Saved data entries

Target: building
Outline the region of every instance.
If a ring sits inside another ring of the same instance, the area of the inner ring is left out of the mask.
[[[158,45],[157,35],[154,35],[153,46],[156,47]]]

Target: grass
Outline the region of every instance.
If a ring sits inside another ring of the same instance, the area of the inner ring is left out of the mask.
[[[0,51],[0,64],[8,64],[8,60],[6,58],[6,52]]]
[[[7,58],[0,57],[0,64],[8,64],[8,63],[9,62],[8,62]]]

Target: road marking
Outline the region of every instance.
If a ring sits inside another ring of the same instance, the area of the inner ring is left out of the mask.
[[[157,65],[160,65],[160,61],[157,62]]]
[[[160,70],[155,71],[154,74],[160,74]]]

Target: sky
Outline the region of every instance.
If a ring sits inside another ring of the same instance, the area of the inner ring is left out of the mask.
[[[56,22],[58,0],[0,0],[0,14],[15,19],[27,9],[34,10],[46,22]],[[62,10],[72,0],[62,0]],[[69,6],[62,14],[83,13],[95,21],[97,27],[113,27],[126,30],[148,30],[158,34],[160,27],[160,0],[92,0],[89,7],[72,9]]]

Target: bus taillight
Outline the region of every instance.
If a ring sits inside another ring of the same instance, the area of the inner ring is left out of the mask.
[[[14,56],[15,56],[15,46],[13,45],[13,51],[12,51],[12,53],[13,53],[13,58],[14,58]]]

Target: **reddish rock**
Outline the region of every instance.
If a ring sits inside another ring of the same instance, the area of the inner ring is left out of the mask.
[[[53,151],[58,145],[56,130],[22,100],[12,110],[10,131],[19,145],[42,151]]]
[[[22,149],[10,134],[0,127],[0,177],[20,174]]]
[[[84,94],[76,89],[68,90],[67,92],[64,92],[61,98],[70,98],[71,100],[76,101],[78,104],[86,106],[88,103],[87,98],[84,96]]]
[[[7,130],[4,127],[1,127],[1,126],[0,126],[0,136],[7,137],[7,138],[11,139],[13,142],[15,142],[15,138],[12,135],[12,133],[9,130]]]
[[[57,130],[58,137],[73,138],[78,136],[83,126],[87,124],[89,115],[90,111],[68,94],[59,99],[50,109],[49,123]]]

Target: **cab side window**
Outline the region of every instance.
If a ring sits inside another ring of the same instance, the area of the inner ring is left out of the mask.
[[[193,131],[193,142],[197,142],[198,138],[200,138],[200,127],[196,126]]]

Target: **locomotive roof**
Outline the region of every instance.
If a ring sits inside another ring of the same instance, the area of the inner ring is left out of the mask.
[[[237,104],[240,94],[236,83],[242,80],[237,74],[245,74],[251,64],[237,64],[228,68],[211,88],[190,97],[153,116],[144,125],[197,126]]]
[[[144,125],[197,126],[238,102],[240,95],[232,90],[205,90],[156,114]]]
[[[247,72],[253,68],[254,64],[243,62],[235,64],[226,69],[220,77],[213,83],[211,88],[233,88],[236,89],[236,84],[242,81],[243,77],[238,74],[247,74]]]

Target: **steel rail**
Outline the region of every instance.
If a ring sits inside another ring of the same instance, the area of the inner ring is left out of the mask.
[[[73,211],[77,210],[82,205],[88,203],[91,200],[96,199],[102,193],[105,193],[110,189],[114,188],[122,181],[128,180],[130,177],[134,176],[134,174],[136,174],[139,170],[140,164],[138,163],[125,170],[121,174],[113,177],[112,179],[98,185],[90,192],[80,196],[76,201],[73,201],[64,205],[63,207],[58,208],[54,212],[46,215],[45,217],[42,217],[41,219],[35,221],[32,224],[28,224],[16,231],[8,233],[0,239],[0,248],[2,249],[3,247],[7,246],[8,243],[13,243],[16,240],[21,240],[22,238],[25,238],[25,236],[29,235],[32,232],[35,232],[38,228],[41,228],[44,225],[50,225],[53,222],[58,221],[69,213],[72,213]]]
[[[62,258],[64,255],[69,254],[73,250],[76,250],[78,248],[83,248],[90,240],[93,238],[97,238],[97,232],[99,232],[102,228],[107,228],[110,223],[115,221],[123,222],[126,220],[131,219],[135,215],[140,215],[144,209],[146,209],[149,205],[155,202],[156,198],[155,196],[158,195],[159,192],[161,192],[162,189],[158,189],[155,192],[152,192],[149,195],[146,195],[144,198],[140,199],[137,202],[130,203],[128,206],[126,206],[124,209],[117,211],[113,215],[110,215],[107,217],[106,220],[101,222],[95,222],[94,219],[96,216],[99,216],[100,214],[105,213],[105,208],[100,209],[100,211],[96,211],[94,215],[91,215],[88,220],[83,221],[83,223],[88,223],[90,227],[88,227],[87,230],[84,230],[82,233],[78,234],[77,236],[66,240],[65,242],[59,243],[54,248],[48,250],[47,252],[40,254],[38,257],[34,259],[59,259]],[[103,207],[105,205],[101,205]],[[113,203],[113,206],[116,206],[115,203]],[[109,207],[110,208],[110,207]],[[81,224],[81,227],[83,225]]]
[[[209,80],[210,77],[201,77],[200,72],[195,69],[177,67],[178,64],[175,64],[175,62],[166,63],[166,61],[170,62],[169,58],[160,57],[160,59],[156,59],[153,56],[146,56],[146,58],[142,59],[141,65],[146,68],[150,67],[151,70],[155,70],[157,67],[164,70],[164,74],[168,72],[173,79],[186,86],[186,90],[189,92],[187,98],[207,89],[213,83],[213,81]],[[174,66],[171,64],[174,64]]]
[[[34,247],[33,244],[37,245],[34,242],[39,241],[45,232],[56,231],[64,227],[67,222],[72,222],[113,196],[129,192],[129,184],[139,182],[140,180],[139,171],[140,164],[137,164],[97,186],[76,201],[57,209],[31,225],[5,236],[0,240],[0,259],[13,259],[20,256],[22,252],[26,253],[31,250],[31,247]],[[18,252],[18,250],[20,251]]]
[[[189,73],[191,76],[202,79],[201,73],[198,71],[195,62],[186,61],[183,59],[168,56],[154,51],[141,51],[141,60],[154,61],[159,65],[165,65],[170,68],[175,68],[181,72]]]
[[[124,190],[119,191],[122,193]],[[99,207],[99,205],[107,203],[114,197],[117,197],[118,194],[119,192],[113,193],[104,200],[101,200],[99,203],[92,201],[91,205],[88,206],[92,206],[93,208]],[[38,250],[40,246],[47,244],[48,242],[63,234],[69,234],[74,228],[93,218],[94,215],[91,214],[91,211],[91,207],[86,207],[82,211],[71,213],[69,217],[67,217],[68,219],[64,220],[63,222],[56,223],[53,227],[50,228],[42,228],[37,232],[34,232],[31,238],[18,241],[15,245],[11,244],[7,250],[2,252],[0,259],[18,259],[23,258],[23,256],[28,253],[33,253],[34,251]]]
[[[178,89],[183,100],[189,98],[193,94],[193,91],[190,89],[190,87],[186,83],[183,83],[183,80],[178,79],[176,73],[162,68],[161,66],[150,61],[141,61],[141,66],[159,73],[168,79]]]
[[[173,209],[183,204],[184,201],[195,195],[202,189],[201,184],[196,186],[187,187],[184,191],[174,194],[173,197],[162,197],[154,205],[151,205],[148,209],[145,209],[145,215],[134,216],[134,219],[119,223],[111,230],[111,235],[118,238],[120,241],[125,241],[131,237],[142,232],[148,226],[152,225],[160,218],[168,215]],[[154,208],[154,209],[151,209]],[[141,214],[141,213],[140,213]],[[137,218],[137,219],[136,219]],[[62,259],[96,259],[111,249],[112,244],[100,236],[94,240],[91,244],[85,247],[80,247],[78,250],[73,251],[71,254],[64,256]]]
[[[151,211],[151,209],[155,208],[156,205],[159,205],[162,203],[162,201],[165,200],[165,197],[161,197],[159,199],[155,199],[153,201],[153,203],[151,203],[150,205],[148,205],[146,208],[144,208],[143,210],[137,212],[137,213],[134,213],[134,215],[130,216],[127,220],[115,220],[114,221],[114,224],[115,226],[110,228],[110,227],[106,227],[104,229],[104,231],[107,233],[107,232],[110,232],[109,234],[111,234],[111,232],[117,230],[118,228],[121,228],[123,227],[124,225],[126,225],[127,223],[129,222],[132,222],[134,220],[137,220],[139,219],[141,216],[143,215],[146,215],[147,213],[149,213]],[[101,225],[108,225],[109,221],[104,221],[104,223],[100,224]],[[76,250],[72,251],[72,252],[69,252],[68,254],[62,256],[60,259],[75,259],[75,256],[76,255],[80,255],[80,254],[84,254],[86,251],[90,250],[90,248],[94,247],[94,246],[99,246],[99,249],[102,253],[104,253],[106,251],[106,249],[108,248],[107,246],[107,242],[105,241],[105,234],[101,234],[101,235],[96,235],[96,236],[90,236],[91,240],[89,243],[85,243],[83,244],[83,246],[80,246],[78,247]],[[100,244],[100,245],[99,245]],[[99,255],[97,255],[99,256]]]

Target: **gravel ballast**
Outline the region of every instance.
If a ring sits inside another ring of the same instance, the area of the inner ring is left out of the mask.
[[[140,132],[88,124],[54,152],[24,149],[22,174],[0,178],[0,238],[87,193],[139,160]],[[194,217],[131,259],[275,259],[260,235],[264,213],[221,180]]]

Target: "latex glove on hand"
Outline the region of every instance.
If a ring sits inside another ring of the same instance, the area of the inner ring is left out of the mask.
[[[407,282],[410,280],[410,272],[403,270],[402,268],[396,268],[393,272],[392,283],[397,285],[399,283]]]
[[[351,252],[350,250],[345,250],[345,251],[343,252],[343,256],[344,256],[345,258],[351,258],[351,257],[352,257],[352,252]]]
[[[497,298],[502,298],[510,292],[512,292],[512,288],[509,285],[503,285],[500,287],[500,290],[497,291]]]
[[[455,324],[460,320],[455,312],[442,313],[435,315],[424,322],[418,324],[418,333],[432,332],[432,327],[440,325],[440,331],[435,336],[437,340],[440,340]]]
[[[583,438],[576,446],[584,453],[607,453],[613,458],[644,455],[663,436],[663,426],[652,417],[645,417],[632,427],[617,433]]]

→ Exercise description:
Only lines that contain the string "Target" count; pick each one out of the records and copy it.

→ Task solution:
Target: building
Target: grass
Target: road marking
Target: sky
Target: bus taillight
Target: **reddish rock**
Target: **cab side window**
Target: **locomotive roof**
Target: **steel rail**
Target: **gravel ballast**
Target: "latex glove on hand"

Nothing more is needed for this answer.